++++ Document excerpt

Handling missing data

In [None]:
df$FireplaceQu[is.na(df$FireplaceQu)] <- 'None'
df[is.na(df$Functional) | is.na(df$KitchenQual), c("Functional", "KitchenQual")] 
df$KitchenQual[is.na(df$KitchenQual)] <- names(sort(table(df$KitchenQual), decreasing=TRUE))[1]
df$Functional[is.na(df$Functional)] <- names(sort(table(df$Functional), decreasing=TRUE))[1]
NAcol <- which(colSums(is.na(df)) > 0)
df_NA <- sort(colSums(sapply(df[NAcol], is.na)), decreasing = TRUE)
df_NA[c(which(names(df_NA) %like% interior_vars))]
table(df$FireplaceQu)
table(df$Functional)
table(df$KitchenQual)

All the three character variables are ordinal and will assign integer values and convert them to integer type variables.

In [None]:

df$FireplaceQu <-  as.integer(revalue(df$FireplaceQu, c("None"=0, "Po"=1, "Fa"=2, "TA"=3, "Gd"=4, "Ex"=5)))
df$Functional <-  as.integer(revalue(df$Functional, c("Sal"=0, "Sev"=1, "Maj2"=2, "Maj1"=3, "Mod"=4, "Min2"=5, "Min1"=6, "Typ"=7)))
df$KitchenQual <-  as.integer(revalue(df$KitchenQual, c("Fa"=0, "TA"=1, "Gd"=2, "Ex"=3)))
table(df$FireplaceQu)
table(df$Functional)
table(df$KitchenQual)

###Miscellaneous Variables 

There are 2 varaibles and 'MiscFeature' has 2814 NA's

In [None]:
cbind(sapply(df[misc_vars], class))
NAcol <- which(colSums(is.na(df)) > 0)
df_NA <- sort(colSums(sapply(df[NAcol], is.na)), decreasing = TRUE)
df_NA[c(which(names(df_NA) %like% c("%Misc%")))]



I will assign 'None' to all the NA's in this variable and convert it to a factor since there is no order and it is a multinomial variable.

In [None]:
df$MiscFeature[is.na(df$MiscFeature)] <- "None"
table(df$MiscFeature)
NAcol <- which(colSums(is.na(df)) > 0)
df_NA <- sort(colSums(sapply(df[NAcol], is.na)), decreasing = TRUE)
df_NA[c(which(names(df_NA) %like% c("%Misc%")))]
df$MiscFeature <- as.factor(df$MiscFeature)
cbind(sapply(df[misc_vars], class))

### Zoning Variables 

MSZoning: Identifies the general zoning classification of the sale.

++++++++
++++ Raw records

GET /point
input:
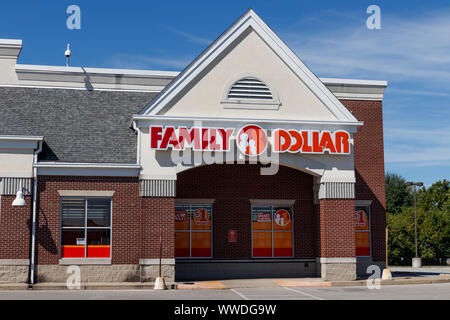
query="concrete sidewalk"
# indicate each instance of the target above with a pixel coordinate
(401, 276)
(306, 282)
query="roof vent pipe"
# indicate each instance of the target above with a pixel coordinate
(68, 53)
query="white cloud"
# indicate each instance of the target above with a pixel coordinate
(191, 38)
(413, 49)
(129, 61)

++++++++
++++ Raw records

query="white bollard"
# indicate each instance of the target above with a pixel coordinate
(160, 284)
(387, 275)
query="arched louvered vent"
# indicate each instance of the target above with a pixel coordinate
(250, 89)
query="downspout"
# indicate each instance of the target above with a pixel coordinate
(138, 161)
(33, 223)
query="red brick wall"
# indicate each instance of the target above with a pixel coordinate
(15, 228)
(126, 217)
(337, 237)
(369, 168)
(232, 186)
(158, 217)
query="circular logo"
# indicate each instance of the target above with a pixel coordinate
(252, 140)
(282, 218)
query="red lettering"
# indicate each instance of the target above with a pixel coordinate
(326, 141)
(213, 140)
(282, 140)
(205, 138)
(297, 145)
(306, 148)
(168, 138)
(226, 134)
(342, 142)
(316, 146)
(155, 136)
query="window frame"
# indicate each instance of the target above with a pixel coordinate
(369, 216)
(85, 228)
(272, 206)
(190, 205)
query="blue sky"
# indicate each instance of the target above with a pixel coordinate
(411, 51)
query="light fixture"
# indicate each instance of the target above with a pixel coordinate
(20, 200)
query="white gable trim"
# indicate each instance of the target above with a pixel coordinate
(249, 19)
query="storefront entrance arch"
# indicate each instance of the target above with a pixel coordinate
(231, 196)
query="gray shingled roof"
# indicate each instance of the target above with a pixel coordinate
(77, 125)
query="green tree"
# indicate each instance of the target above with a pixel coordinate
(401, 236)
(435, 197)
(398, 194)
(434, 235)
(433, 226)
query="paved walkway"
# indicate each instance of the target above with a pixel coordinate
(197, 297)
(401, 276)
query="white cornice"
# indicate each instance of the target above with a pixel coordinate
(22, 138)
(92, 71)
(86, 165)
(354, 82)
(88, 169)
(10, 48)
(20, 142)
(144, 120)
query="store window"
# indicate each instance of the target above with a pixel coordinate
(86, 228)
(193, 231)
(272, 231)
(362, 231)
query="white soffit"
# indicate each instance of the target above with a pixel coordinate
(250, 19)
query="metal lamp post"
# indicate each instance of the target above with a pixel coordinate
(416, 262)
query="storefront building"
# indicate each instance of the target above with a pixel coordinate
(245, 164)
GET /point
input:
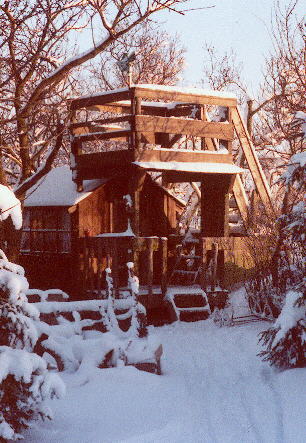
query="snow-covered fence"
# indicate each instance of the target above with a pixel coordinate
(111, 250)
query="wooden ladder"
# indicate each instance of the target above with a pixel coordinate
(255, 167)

++++++++

[Exercise task 1]: Using the excerpt on handling missing data, explain in one to three sentences why MiscFeature is converted to a factor and not to integers.
[Exercise task 2]: According to the excerpt on handling missing data, how many NA values does MiscFeature have?

[Final result 1]: MiscFeature has no order among its values and is a multinomial variable. Its NA entries are set to "None", and it is then converted to a factor. The ordinal variables FireplaceQu, Functional and KitchenQual are instead given integer values.

[Final result 2]: 2814